> [Challenge]
Reproduce exactly the lines beginning with the line that contains "to the roof" and ending at the final line of the material below.

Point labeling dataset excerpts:
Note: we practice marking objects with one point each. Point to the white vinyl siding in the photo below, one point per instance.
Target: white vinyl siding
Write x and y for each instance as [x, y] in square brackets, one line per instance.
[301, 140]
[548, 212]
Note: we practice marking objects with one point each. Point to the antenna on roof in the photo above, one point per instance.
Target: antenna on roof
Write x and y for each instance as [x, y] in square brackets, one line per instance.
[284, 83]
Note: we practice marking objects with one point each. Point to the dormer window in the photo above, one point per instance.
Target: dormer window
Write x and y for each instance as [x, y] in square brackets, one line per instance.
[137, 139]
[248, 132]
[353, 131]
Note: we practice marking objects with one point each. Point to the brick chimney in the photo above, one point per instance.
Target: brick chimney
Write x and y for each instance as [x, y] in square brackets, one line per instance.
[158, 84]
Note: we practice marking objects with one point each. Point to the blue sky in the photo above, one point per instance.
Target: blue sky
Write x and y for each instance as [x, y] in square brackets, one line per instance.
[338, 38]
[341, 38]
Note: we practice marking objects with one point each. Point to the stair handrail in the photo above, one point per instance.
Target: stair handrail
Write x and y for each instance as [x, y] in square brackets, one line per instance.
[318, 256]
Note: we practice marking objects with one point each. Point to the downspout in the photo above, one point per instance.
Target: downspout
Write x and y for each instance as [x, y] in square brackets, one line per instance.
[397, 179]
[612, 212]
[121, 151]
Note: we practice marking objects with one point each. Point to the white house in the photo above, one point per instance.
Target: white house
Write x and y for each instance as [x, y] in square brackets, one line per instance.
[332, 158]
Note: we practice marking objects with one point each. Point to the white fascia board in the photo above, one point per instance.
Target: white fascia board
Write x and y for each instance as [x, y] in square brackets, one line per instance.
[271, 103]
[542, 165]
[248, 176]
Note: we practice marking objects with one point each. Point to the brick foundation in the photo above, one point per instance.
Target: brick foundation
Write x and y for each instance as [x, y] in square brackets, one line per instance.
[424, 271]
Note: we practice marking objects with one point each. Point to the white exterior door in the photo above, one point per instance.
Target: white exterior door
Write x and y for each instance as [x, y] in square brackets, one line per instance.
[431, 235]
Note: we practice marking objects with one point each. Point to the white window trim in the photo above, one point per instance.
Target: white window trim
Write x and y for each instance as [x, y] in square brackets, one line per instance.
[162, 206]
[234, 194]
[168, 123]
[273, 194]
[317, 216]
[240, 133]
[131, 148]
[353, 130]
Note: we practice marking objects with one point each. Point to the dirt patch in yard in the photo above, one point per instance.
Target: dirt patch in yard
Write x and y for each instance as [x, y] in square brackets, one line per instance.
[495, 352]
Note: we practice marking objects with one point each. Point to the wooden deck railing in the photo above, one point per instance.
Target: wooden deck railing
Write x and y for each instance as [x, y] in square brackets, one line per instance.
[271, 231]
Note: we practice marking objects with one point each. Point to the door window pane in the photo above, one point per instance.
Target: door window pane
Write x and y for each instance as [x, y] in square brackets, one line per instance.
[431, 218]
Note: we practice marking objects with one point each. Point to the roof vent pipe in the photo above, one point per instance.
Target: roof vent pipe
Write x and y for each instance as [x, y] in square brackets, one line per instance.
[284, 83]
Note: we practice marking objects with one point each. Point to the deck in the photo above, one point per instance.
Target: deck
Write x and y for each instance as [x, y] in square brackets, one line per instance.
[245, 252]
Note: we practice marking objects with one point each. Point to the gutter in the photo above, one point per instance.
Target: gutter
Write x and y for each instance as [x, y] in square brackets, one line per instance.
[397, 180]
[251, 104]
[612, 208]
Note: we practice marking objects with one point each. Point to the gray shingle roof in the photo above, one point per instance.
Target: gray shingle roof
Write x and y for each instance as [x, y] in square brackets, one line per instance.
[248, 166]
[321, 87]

> [Full solution]
Note: we practice marking objects with one point each. Point to the roof vent pipe in the photo above, one point per instance.
Target: roof vent pipe
Write x and y for each instance as [x, y] in square brackets, one line per instance.
[284, 83]
Note: we practice marking objects with one point each. Point to the deck in the photo above, one point per instance.
Target: deck
Write x and y for each instance as [x, y] in square brackets, one line per instance.
[245, 252]
Note: we practice marking objects with one point each. Point to the gutter in the photo above, one point per instance.
Target: gutter
Write x and y for each instance as [x, y] in square brackets, one line per instance.
[397, 180]
[251, 104]
[612, 208]
Note: we practice marking objects with one point each. Point to the gray shingle roof in the photo above, one point per instance.
Target: gray shingle roof
Write x and y for each instance as [x, y] in square brackets, one line per instance.
[248, 166]
[321, 87]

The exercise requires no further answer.